__Text under study__:
BEGIN

Fridays for Future, the youth-led organization that coordinated the strike, wrote, “The catastrophic climate scenario that we are living in is the result of centuries of exploitation and oppression through colonialism, extractivism and capitalism,” and called for climate reparations.

Large group of people in New Delhi sitting holding signs protesting climate change
Activists display protest signs during the global climate strike in New Delhi, India. Xavier Galiana / AFP via Getty Images

In a recent opinion piece, Bangladeshi climate activist Farzana Faruk Jhumu agreed: “Climate reparations are the compensation that the Global North must pay the Global South for the destruction they have caused through huge carbon emissions.”

A girl holds a megaphone in front of a crowd with signs and banners
Students rally in Sydney, Australia. Ruth Goodwin / Getty Images

The first wave of international climate strikes in 2019 attracted an estimated 6 million people in thousands of cities and towns across the world. While Friday’s protests weren’t as large, they do signify a resurgence of the youth climate movement now that many countries have eased pandemic restrictions.

Woman with green hair and mask holding cardboard sign with leaves and flames that reads "emergencia climática"
A climate activist holds up a sign in Santiago, Chile. Martin Bernetti / AFP via Getty Images

Liv Schroeder, national coordinator and policy director for Fridays for Future U.S., told Inside Climate News, “We’ve been incredibly isolated and while the climate movement has continued during Covid, we need to reignite hope and strikes to push our leaders to act.”

END

__Problem__:
From the piece on the youth climate strike, extract the passage starting with "In a recent" and going on through "eased pandemic restrictions.", copying it word for word.

__Supplied records__:
BEGIN

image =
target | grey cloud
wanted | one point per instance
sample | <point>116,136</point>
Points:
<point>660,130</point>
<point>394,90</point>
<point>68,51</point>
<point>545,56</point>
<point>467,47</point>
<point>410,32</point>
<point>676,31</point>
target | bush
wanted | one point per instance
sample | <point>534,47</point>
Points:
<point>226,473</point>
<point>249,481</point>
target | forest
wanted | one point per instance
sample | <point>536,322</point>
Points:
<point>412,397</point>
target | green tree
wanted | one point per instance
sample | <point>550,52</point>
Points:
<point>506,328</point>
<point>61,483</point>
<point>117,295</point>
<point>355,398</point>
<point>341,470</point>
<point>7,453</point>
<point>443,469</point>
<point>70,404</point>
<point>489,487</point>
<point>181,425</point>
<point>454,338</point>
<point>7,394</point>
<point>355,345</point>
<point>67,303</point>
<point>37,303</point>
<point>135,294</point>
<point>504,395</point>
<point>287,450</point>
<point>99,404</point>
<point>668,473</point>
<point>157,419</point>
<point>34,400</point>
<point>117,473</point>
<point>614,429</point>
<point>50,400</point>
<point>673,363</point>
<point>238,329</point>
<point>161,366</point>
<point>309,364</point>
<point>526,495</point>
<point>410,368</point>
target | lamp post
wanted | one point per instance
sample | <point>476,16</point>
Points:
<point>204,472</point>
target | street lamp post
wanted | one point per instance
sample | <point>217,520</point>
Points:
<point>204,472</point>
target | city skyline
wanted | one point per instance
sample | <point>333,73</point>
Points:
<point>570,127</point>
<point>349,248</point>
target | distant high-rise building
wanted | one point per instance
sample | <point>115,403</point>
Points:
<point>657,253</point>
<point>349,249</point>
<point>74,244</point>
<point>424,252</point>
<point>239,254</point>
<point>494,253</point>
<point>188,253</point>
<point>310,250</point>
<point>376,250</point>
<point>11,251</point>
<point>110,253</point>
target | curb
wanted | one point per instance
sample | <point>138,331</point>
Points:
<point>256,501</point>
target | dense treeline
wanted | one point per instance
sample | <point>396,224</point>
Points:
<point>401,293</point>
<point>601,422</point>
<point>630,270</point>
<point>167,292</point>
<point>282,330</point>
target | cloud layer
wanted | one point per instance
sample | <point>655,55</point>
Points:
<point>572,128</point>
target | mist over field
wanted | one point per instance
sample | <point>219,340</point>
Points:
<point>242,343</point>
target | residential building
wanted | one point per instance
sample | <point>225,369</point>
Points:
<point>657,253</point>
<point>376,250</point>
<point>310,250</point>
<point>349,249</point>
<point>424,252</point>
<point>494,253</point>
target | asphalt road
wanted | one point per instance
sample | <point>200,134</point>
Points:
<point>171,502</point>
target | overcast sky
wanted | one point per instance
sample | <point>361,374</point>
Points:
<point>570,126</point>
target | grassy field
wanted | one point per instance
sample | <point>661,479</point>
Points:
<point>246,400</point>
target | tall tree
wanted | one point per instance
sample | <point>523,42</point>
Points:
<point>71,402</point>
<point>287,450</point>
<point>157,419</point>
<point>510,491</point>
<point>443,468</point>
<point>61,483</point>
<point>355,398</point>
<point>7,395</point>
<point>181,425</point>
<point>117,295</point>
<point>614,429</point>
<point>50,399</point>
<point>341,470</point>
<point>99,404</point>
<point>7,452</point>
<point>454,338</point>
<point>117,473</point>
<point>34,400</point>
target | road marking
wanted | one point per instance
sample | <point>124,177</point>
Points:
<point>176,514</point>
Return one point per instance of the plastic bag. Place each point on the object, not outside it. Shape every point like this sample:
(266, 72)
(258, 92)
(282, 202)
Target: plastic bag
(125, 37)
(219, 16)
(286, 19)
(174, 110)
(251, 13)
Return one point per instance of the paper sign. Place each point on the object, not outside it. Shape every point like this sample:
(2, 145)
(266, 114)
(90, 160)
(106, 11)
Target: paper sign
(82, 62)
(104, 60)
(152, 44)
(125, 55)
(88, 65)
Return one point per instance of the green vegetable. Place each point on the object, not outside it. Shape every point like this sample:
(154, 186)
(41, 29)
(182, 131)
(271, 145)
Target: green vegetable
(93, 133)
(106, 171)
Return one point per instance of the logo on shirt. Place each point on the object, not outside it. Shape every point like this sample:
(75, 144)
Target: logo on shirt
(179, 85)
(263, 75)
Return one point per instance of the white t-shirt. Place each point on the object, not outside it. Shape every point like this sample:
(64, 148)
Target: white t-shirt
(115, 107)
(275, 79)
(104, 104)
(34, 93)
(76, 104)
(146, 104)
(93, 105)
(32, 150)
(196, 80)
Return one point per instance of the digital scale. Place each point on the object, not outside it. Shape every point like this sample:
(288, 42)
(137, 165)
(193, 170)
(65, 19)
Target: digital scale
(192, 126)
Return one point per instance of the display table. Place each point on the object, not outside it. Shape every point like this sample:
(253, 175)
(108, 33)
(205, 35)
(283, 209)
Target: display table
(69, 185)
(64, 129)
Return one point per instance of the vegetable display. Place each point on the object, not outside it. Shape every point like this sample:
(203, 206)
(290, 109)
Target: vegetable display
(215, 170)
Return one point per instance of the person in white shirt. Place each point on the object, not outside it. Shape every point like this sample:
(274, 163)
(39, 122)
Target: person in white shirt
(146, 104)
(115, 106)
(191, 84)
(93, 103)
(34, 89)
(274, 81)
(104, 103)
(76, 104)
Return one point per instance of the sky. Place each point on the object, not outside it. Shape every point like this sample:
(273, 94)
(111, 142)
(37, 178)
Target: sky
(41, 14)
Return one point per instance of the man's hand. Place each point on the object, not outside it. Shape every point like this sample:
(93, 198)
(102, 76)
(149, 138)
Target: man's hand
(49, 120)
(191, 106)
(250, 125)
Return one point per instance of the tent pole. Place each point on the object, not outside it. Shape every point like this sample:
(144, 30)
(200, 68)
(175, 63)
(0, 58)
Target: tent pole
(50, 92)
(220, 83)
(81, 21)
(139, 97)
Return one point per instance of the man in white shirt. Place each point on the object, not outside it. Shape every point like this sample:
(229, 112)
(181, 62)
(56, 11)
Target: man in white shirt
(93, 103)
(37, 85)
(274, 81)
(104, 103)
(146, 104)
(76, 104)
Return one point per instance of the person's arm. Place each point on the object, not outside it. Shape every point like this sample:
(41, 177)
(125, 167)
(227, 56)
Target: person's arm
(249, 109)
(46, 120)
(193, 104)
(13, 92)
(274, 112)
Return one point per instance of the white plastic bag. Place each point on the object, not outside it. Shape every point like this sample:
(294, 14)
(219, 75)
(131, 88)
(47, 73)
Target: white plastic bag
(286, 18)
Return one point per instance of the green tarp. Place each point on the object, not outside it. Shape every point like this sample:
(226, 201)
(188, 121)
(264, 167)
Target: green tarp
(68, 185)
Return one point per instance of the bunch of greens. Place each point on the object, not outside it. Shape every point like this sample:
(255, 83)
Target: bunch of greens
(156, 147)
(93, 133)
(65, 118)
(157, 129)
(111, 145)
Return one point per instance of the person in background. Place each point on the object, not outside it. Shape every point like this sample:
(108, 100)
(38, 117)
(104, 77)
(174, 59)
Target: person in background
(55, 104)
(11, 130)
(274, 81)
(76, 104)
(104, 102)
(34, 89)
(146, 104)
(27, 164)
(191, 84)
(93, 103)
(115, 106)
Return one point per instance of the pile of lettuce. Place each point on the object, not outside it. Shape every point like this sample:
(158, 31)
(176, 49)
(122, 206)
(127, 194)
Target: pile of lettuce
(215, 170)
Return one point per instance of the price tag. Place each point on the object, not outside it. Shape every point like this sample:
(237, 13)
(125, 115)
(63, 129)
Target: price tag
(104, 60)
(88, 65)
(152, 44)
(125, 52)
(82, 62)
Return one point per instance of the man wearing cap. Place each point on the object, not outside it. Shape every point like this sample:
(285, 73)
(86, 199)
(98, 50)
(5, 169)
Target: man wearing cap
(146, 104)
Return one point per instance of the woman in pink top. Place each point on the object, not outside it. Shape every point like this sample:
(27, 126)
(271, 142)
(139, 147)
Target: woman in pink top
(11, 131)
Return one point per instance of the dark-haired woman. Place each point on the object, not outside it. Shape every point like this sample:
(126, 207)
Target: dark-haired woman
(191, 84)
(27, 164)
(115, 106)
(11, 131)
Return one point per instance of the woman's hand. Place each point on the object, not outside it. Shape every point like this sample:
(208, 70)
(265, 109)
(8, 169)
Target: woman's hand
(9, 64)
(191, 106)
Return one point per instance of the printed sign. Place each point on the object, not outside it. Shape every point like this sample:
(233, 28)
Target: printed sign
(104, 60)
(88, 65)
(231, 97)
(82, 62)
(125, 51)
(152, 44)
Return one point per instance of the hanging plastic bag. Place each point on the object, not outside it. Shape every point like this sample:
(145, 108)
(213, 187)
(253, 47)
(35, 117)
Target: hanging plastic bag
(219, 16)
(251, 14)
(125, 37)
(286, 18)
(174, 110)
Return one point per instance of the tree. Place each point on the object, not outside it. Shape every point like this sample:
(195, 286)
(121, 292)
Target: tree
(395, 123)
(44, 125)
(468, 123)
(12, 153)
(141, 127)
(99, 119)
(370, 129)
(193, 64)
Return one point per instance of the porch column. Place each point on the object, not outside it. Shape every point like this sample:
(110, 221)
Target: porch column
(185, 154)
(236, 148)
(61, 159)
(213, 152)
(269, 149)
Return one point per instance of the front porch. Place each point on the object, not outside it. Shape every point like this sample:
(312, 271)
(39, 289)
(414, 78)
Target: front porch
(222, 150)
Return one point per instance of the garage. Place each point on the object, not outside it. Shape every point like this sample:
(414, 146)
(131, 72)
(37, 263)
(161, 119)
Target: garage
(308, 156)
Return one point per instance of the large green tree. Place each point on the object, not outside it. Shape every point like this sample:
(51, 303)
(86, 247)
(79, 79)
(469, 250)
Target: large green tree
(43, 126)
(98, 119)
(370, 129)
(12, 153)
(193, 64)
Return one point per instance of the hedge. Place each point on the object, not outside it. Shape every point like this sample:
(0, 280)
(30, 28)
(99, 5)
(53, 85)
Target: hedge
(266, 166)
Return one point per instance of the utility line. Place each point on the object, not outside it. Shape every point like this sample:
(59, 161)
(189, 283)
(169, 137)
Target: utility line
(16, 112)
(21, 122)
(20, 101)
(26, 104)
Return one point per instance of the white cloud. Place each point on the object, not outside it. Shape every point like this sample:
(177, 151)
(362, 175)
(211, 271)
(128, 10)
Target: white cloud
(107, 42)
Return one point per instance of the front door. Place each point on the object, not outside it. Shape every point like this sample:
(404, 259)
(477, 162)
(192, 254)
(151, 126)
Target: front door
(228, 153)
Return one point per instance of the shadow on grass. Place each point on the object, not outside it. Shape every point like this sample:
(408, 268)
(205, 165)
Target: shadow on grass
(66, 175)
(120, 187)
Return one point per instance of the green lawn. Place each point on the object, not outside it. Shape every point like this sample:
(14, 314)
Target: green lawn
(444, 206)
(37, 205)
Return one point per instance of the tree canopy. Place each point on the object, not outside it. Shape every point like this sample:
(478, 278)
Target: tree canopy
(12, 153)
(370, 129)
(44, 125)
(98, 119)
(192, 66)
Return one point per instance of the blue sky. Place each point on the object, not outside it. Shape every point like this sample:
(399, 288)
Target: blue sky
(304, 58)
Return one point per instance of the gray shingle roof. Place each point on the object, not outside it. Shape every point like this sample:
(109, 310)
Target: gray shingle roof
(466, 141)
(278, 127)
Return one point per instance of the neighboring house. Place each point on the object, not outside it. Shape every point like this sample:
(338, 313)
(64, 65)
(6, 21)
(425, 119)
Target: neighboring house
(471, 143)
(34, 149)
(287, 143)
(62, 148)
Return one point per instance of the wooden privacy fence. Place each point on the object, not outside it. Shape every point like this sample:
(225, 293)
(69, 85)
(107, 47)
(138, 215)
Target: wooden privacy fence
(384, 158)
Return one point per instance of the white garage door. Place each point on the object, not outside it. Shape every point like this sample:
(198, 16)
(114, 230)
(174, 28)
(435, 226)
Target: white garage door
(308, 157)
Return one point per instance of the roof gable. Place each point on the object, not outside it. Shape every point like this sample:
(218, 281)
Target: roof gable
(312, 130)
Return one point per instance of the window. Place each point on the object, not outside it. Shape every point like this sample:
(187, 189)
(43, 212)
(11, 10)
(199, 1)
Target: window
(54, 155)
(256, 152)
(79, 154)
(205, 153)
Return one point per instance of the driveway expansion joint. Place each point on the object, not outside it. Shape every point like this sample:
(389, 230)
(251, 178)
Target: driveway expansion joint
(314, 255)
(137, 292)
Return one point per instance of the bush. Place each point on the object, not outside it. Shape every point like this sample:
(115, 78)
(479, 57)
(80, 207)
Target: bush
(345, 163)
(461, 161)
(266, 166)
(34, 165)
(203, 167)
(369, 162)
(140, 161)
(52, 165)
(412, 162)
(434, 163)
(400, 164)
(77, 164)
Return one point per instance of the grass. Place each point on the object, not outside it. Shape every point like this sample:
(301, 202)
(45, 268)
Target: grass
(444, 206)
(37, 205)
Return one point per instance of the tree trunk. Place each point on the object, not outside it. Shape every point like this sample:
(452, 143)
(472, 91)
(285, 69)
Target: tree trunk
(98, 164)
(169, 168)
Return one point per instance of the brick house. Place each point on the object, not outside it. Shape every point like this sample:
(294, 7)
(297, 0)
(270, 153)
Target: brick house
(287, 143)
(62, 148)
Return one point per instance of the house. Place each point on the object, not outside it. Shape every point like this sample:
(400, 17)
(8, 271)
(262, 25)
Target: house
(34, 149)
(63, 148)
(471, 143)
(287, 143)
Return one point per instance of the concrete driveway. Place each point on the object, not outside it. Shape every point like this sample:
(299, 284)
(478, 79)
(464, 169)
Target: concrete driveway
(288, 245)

END

__Answer below__:
In a recent opinion piece, Bangladeshi climate activist Farzana Faruk Jhumu agreed: “Climate reparations are the compensation that the Global North must pay the Global South for the destruction they have caused through huge carbon emissions.”

A girl holds a megaphone in front of a crowd with signs and banners
Students rally in Sydney, Australia. Ruth Goodwin / Getty Images

The first wave of international climate strikes in 2019 attracted an estimated 6 million people in thousands of cities and towns across the world. While Friday’s protests weren’t as large, they do signify a resurgence of the youth climate movement now that many countries have eased pandemic restrictions.